§ **What to work on**
Give the line containing "Extract plaid button-up" again, exactly, along with all later lines of the entries, through the last one.

§ **Phrase grounding data**

- - - - - - -

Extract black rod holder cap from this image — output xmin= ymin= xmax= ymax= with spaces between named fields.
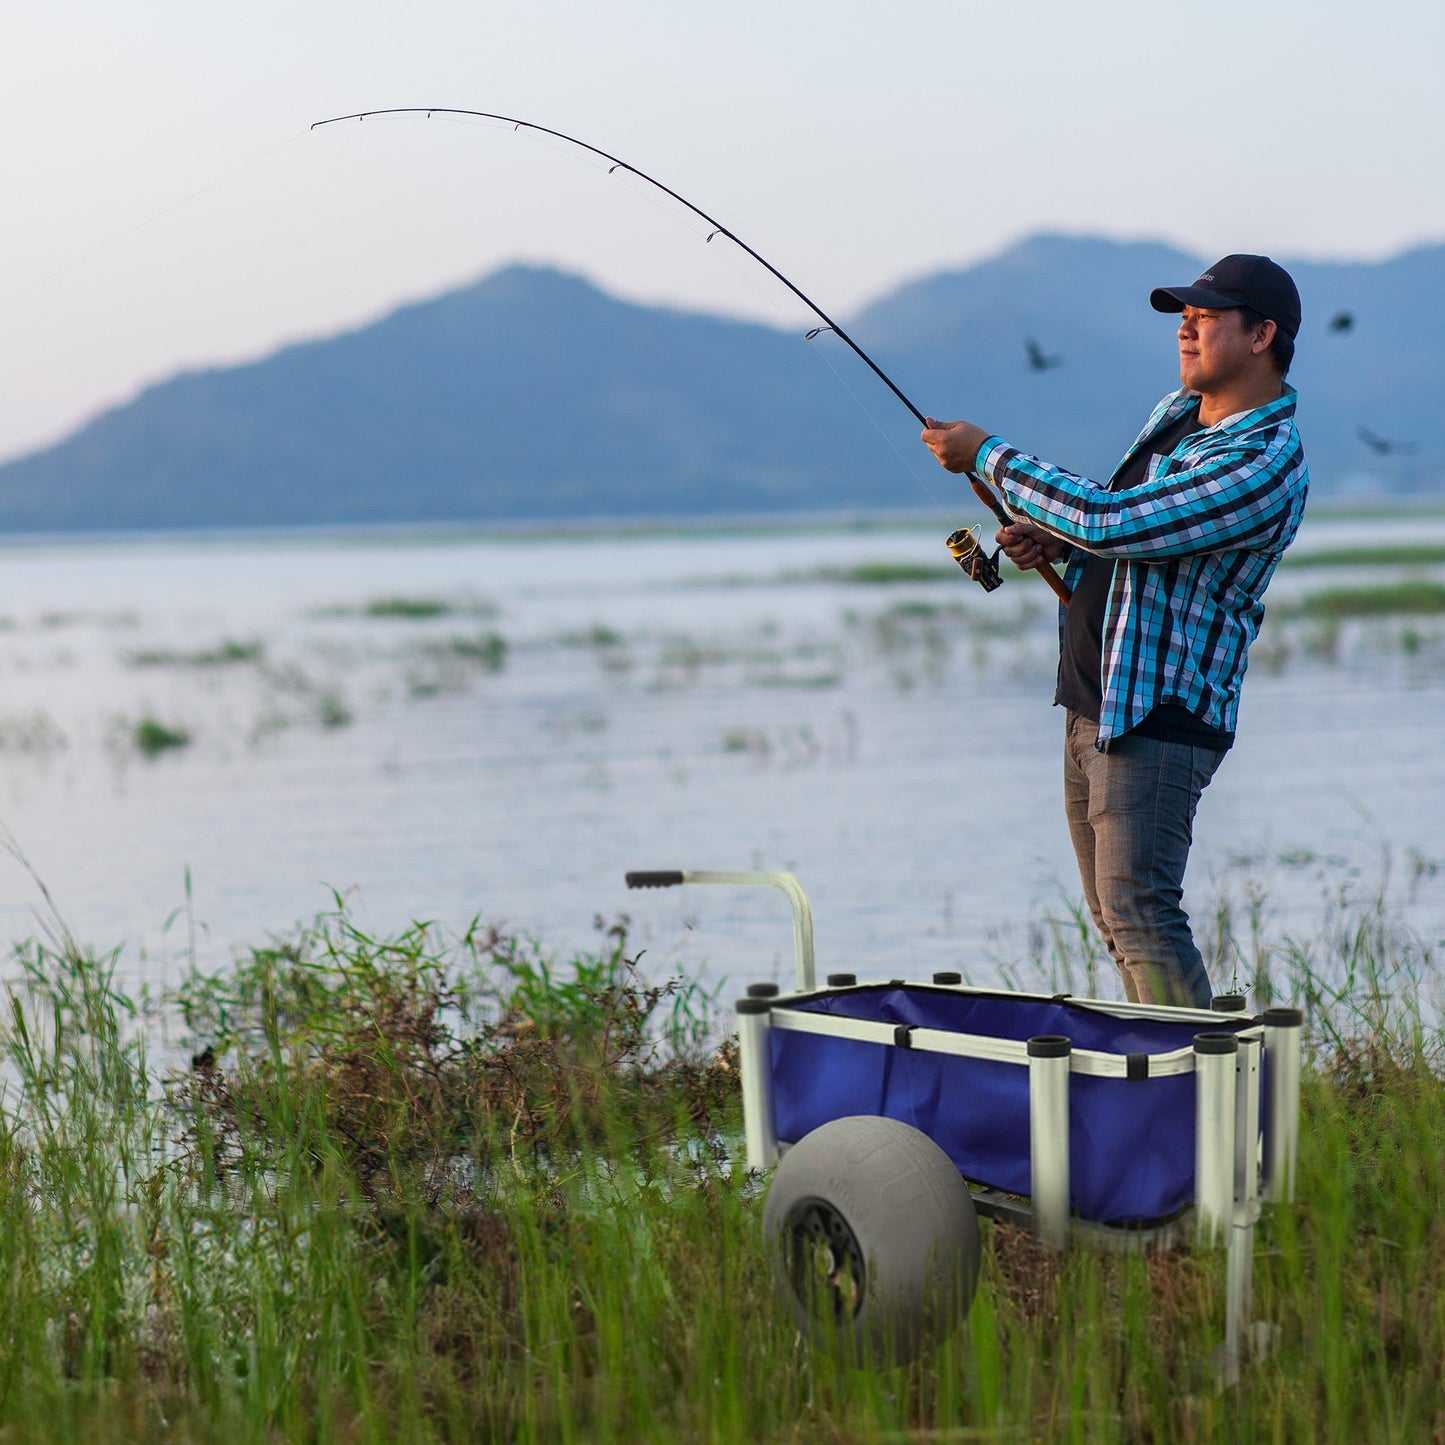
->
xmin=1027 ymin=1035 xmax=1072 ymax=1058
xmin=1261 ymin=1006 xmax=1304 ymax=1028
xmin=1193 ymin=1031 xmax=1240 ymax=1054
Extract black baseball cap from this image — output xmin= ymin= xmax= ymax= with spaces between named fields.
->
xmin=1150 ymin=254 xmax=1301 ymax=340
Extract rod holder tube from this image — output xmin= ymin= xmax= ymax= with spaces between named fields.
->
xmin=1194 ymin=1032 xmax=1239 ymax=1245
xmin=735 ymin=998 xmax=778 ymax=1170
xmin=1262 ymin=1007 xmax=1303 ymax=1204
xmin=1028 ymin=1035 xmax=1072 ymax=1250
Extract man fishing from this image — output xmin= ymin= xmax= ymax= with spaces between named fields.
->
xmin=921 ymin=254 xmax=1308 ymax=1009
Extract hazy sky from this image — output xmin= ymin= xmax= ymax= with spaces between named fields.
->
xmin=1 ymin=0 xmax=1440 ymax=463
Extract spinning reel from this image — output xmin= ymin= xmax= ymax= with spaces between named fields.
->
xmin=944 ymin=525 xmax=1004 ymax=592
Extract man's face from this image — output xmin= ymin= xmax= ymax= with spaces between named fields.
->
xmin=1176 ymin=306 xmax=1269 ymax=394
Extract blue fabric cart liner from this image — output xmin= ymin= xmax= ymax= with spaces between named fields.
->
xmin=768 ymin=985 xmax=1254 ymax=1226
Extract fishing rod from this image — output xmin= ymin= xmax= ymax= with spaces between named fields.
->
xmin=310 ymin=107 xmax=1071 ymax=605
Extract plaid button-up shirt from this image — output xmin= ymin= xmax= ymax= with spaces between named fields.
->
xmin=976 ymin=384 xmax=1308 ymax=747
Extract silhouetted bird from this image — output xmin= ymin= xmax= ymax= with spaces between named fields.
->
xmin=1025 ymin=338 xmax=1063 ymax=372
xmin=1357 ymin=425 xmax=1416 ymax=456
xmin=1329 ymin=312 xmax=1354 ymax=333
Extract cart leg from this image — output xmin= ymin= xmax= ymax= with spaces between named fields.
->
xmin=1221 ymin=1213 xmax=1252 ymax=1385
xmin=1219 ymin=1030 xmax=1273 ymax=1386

- - - - - - -

§ **Result for this task**
Extract plaid button-up shirt from this image — output xmin= ymin= xmax= ymax= with spaces between named fields.
->
xmin=976 ymin=384 xmax=1308 ymax=747
Extract silhouetted bird from this image — output xmin= ymin= xmax= ymax= with spaces between named fields.
->
xmin=1025 ymin=338 xmax=1063 ymax=372
xmin=1357 ymin=425 xmax=1416 ymax=456
xmin=1329 ymin=312 xmax=1354 ymax=333
Extract cart leg from this image — output xmin= ymin= xmax= ymax= with spaces between named fields.
->
xmin=1221 ymin=1213 xmax=1252 ymax=1385
xmin=1219 ymin=1030 xmax=1273 ymax=1386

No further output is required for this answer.